Rows from a dataset:
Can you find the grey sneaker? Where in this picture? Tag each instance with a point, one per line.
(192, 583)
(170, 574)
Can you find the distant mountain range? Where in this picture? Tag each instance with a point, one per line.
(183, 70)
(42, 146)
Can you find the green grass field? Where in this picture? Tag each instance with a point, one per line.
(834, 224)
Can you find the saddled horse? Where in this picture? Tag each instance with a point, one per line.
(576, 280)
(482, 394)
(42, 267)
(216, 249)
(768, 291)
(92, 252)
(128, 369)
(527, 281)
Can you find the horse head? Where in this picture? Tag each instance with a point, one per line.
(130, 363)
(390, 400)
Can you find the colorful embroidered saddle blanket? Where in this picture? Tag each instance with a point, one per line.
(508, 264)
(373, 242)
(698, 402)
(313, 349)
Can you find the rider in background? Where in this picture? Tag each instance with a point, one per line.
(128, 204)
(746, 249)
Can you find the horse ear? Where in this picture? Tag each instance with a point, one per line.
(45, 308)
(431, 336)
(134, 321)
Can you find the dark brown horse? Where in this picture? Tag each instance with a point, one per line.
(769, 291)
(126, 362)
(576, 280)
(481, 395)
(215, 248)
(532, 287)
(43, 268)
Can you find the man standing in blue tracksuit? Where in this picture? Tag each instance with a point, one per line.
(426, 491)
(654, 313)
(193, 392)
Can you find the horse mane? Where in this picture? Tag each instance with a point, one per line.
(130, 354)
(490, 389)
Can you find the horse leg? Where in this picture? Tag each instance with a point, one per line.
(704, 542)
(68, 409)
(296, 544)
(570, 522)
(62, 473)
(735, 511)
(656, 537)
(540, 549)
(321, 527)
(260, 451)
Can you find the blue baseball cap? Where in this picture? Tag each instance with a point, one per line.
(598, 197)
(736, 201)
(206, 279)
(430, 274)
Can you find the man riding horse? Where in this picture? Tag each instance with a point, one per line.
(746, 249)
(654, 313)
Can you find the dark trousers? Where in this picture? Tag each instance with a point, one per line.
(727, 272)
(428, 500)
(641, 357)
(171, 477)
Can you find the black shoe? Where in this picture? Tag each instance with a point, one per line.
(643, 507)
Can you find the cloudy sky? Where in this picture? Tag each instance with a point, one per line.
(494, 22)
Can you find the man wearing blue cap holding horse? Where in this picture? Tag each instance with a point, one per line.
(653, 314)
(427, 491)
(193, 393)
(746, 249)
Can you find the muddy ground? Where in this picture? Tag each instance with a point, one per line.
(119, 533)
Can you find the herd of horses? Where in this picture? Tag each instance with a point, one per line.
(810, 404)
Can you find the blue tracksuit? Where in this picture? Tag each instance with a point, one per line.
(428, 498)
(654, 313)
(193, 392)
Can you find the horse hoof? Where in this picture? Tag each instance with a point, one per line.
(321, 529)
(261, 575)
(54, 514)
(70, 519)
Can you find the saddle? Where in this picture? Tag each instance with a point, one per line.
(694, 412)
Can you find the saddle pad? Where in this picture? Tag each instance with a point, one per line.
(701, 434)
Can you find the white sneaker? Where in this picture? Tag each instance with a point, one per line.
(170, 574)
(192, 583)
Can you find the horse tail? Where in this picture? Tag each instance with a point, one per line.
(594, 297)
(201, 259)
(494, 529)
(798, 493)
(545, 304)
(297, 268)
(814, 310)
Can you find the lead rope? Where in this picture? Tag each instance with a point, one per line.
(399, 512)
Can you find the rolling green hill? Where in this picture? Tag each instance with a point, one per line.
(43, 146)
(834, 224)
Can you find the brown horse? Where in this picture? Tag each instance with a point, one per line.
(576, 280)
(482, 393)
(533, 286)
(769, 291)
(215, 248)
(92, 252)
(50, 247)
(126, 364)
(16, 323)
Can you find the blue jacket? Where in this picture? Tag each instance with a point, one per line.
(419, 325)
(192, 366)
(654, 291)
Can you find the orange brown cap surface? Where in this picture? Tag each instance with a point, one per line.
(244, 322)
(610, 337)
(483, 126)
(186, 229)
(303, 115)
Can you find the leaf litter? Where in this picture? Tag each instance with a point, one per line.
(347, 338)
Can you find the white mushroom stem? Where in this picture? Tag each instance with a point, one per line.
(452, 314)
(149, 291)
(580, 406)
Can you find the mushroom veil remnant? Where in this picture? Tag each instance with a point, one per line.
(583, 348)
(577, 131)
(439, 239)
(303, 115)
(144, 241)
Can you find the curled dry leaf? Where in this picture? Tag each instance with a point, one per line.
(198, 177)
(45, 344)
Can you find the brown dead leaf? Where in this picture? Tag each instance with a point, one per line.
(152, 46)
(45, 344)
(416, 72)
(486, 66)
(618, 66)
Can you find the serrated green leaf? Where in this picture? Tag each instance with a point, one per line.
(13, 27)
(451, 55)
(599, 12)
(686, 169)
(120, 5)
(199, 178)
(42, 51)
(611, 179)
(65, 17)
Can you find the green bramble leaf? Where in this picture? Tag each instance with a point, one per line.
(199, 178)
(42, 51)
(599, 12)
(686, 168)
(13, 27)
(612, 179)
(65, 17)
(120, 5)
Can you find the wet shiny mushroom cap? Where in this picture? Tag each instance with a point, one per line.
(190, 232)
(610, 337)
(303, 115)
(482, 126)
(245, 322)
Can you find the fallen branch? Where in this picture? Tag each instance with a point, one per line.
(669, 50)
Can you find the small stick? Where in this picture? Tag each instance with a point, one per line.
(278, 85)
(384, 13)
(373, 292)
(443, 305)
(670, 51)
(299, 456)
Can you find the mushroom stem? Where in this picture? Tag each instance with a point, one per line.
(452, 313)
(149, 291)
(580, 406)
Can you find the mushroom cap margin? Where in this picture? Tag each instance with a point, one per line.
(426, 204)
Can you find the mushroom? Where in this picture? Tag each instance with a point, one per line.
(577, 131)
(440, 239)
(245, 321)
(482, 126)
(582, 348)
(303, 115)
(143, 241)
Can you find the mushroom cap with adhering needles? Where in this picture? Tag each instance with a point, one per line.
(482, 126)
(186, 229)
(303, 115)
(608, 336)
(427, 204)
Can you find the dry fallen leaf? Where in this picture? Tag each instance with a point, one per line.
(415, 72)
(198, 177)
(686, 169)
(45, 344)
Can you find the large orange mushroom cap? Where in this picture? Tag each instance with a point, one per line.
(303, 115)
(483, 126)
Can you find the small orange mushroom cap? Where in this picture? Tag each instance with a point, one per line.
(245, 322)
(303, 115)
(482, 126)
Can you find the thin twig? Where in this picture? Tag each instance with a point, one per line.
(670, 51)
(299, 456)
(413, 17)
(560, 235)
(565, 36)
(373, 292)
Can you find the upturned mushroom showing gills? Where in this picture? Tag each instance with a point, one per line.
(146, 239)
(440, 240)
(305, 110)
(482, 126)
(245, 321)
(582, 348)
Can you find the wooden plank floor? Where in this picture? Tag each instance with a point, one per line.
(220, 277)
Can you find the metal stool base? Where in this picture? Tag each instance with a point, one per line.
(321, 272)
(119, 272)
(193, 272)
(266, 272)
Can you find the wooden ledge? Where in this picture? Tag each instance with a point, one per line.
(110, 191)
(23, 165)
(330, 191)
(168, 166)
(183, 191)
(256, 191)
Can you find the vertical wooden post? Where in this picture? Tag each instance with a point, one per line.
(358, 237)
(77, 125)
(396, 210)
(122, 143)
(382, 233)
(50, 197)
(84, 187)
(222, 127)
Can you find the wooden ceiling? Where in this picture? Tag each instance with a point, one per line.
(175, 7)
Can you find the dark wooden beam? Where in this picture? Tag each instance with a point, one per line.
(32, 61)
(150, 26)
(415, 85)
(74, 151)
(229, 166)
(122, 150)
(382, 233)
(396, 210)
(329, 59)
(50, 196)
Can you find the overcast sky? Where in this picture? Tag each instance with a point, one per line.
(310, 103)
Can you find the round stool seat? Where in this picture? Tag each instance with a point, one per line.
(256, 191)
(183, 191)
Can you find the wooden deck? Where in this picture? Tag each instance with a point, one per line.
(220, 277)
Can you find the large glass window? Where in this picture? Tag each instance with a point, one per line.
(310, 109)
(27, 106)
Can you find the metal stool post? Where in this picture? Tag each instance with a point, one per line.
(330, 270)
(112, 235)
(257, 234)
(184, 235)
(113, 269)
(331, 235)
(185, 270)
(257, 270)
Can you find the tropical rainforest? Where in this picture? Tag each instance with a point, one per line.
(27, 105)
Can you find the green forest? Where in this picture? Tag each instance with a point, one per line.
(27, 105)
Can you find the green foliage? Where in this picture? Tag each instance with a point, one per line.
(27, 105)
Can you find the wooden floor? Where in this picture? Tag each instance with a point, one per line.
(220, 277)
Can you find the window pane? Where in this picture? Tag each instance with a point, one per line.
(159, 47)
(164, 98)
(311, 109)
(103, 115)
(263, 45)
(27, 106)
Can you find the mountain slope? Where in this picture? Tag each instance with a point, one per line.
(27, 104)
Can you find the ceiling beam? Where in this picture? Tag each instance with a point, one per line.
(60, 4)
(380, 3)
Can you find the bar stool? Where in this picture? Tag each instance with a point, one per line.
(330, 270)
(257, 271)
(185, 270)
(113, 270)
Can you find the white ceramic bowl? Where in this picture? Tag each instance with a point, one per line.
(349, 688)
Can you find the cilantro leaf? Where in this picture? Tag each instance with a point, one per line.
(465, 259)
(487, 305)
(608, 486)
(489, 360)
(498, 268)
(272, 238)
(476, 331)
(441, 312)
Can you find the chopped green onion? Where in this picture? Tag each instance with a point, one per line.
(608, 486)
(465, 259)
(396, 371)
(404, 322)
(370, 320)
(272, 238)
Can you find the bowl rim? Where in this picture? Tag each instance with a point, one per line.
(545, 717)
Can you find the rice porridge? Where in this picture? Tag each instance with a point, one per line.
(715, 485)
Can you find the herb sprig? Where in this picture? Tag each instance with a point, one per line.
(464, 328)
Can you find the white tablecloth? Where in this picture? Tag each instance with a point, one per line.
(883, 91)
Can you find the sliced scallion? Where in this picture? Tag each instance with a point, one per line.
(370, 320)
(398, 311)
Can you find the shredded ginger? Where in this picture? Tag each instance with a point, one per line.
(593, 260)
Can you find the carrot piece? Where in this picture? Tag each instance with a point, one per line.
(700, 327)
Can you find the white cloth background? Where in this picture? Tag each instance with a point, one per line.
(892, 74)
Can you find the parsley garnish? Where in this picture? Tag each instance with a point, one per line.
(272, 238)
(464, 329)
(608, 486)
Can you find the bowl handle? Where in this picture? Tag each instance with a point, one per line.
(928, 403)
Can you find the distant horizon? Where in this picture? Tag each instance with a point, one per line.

PROBLEM
Quote, without alteration, the final stretch of the entries: the line with "Can you find the rice" onward to the last line.

SOLUTION TO THIS PROBLEM
Can you find the rice porridge? Where in this picture? Tag each instance with a point, one per line.
(715, 485)
Can you find the herb sprig? Where in this picture? Tag each instance with a point, one per line.
(464, 328)
Can you find the white tablecloth? Where in this picture? Tag each instance with a point, one per line.
(883, 91)
Can you find the sliced scallion? Where in this picture? Tag each instance with a point, one per line.
(370, 320)
(398, 311)
Can you find the shredded ginger? Where in this picture? Tag each instance with a point, one per line.
(593, 260)
Can you find the carrot piece? Where in this picture? Tag each instance with a point, one per line.
(700, 327)
Can you find the white cloth background? Where in this picture? Tag each instance with a point, one per line.
(892, 74)
Can you find the parsley garnish? Where in this picture? Tag each instance with a point, one per line.
(272, 238)
(464, 329)
(608, 486)
Can you find the bowl handle? Where in this picture? Tag each instance with a point, one per line.
(928, 403)
Can you find the distant horizon? Where in this picture? Tag each instance with a point, one per line.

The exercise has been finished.